_What is being asked_
In the records below, start at the line that contains "For each instance of the white license" and end at the last line of the records, including both. Arrange every line in that span as a Markdown table with columns Row and Line, numbering rows from 1 and leaving out blank lines.
═════ Rows ═════
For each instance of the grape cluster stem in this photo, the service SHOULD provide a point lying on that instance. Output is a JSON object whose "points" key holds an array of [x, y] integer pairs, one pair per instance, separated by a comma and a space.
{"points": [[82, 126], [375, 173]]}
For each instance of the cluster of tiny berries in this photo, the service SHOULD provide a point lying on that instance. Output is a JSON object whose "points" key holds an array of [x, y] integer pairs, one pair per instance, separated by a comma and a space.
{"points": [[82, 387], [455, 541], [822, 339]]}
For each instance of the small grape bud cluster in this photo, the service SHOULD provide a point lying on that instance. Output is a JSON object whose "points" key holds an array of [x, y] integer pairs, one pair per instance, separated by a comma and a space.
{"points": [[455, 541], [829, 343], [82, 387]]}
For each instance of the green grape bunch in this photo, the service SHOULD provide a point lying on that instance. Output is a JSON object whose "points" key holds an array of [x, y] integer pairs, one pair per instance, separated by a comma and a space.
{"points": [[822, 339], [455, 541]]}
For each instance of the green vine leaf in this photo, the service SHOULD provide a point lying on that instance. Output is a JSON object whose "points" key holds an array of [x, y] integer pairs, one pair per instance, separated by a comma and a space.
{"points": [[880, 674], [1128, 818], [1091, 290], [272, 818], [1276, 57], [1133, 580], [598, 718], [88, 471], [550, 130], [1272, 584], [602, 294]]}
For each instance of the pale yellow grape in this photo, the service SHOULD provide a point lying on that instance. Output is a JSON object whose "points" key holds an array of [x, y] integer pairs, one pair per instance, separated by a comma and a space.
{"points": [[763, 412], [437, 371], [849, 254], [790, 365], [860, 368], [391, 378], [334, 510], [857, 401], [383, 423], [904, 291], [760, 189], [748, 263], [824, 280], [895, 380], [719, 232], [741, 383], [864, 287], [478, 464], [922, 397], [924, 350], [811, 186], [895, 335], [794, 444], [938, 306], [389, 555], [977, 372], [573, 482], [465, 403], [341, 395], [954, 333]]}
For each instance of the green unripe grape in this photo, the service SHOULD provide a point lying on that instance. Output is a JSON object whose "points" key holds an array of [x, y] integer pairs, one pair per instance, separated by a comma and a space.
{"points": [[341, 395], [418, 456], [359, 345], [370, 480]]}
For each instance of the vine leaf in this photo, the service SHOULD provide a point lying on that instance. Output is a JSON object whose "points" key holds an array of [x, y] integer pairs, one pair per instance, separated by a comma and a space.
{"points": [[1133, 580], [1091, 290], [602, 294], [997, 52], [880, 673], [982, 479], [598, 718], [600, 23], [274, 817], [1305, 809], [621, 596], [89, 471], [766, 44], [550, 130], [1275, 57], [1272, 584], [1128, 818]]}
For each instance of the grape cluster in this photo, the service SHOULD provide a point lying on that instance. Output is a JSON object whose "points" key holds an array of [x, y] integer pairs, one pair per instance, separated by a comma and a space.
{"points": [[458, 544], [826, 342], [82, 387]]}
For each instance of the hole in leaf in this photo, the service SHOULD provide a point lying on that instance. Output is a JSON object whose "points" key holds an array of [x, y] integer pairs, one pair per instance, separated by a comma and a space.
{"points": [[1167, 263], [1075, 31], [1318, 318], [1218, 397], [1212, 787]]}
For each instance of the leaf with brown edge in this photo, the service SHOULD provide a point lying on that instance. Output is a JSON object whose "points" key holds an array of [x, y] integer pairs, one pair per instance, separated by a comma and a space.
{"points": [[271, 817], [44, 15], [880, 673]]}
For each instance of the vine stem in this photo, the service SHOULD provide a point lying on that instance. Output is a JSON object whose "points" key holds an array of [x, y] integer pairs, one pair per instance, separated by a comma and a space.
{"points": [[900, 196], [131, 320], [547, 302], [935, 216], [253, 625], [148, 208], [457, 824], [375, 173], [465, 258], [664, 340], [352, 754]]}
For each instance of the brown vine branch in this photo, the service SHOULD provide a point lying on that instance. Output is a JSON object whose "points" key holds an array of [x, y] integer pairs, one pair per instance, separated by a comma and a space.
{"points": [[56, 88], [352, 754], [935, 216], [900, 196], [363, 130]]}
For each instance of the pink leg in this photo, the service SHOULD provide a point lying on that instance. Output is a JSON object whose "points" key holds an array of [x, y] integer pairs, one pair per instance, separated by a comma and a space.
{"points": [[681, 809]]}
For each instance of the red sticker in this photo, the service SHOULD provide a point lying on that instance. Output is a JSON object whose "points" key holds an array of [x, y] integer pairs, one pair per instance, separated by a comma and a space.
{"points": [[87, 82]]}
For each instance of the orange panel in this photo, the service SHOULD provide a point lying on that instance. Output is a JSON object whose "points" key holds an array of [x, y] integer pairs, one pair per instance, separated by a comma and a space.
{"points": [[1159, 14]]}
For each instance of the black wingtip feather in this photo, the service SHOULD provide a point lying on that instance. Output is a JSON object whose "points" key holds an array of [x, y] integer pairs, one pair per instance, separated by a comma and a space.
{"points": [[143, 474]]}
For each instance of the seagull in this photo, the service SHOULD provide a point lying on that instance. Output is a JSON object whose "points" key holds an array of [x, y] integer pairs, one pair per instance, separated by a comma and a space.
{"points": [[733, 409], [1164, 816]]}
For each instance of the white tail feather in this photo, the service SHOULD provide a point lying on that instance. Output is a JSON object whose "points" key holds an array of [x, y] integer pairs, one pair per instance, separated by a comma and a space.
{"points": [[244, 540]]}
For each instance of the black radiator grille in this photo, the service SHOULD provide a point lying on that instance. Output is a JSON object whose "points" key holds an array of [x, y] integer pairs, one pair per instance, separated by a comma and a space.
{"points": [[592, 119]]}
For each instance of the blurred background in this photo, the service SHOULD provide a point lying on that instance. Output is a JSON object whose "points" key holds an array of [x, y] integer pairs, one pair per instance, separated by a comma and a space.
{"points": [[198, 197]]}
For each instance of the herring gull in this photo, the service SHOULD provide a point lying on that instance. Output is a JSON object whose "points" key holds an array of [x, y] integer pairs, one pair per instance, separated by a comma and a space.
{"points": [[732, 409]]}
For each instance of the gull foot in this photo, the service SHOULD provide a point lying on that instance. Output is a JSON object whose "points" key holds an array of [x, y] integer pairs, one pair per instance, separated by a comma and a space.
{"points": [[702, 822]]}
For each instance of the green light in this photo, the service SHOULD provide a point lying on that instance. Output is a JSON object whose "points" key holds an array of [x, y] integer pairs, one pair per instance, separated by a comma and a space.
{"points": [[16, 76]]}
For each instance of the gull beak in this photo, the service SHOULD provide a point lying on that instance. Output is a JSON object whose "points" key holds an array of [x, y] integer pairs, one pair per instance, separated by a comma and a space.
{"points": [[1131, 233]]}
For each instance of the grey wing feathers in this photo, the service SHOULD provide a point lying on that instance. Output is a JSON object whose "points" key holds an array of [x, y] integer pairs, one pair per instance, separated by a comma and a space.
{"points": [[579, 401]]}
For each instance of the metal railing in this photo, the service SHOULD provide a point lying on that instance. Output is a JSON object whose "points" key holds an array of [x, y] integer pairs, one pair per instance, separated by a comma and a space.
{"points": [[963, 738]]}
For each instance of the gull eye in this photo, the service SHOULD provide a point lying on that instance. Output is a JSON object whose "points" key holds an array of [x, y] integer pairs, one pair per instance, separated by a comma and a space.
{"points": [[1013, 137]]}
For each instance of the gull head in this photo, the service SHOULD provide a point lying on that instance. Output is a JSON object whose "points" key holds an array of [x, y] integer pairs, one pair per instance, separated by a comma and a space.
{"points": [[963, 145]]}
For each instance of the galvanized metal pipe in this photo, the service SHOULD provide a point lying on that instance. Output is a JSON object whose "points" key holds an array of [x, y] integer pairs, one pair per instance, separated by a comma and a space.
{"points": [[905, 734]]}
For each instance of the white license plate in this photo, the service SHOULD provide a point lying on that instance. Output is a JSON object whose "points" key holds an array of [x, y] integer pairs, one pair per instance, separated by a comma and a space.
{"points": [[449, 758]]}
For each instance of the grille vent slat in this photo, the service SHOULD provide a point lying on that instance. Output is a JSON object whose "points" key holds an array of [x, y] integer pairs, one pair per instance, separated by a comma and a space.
═════
_Worked answer_
| Row | Line |
|---|---|
| 1 | For each instance of the white license plate in this photo, the service SHOULD provide a point lying on that instance. Output is a JSON object whose "points" key holds an array of [x, y] integer pairs, one pair per instance, separated by a comma and a space. |
| 2 | {"points": [[449, 758]]} |
| 3 | For each instance of the grille vent slat in this photo, the service SHOULD provide a point lying on that instance. Output is a JSON object whose "points" key holds an array of [x, y] integer pairs, one pair per instance, separated by a comma and a space. |